GOAL OF THE EXERCISE => Reproduce exactly the lines from the one containing "the blue car" through the last line of the data, both ends included.

AVAILABLE DATA =>
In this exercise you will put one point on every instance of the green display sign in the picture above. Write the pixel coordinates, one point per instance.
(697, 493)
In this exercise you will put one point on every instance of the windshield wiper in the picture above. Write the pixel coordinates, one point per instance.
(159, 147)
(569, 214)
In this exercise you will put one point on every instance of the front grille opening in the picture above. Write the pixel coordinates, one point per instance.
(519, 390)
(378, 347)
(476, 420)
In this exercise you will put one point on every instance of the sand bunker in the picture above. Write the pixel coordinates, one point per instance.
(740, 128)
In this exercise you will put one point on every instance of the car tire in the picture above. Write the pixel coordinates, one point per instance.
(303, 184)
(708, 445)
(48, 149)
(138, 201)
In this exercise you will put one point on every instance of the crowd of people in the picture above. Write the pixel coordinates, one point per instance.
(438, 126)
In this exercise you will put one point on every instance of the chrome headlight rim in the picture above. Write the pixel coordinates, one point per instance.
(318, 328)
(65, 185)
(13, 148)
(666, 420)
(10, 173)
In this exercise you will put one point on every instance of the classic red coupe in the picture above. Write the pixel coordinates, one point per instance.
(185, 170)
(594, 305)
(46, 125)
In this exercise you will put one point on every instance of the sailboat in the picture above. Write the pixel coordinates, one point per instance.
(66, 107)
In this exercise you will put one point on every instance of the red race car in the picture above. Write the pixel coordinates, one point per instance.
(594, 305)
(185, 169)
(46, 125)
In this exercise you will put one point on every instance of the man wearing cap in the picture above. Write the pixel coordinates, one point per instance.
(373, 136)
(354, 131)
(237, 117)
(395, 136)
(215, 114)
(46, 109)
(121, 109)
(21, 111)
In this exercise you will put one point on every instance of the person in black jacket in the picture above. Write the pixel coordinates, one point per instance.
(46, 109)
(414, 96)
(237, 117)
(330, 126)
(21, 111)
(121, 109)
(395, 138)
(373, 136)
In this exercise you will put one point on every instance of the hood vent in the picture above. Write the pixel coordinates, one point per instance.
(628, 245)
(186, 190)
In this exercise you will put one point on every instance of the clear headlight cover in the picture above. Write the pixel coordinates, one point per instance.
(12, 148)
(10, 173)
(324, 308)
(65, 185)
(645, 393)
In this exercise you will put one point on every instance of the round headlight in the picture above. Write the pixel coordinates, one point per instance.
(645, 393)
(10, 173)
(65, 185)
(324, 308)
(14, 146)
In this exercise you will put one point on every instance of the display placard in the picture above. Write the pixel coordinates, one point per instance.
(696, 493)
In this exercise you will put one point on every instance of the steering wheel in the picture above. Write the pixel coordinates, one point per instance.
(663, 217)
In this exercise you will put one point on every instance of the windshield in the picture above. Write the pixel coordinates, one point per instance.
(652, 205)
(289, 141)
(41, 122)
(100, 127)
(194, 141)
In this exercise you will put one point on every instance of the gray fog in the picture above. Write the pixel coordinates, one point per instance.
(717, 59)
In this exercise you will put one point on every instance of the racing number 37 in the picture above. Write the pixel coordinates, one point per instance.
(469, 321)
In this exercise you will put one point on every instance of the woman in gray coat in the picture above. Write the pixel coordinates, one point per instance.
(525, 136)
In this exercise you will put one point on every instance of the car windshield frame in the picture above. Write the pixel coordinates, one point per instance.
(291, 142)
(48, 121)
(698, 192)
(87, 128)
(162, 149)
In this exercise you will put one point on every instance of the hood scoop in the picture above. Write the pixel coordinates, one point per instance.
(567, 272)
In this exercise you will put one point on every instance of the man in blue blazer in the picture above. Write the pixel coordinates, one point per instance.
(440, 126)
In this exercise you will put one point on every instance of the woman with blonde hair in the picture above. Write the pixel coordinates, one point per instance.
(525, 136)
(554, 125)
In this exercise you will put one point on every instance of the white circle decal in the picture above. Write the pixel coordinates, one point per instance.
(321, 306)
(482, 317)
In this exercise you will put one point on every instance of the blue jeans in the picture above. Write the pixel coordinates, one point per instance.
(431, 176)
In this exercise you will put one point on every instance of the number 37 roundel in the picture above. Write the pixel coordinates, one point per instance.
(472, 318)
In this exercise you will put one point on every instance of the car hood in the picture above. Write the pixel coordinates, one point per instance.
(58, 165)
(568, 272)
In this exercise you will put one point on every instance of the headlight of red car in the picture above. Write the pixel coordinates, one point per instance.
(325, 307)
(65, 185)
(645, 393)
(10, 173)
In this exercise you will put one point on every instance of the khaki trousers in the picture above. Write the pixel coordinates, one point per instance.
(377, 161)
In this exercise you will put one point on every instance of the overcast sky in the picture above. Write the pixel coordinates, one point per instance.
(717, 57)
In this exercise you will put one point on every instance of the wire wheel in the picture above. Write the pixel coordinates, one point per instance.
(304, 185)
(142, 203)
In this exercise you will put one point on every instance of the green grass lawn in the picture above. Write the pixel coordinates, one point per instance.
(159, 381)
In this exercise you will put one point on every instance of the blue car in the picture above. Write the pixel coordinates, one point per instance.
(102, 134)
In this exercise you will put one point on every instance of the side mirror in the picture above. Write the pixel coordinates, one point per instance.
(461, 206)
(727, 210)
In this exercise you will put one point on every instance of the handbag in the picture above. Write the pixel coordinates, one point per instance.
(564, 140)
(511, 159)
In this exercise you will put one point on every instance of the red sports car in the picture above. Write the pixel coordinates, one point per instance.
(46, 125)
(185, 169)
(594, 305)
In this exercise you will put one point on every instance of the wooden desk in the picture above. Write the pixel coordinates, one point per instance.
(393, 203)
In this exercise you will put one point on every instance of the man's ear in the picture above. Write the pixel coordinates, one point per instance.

OUTPUT BELOW =>
In this exercise you will put one point on every instance of the blue car in the picture above. Write the pixel coordinates, one point per instance.
(102, 134)
In this exercise you will put one point on every instance of the side mirror in the picture above. Write the pixel coordinates, one point per instance.
(461, 206)
(727, 210)
In this exercise you will put one point on every instance of the handbag in the picture above. Write the pixel coordinates, one point per instance.
(564, 140)
(511, 159)
In this exercise you will put one point on every instance of the red sports car in the picture above. Write the pixel coordinates, one point per instance.
(46, 125)
(185, 169)
(594, 305)
In this exercise you will put one point on every instance of the wooden desk in the picture above. Write the pixel coordinates, one point per instance.
(393, 203)
In this exercise you will put one point on every instance of the man's ear in the picture above. Write the pixel coordinates, one point per instance.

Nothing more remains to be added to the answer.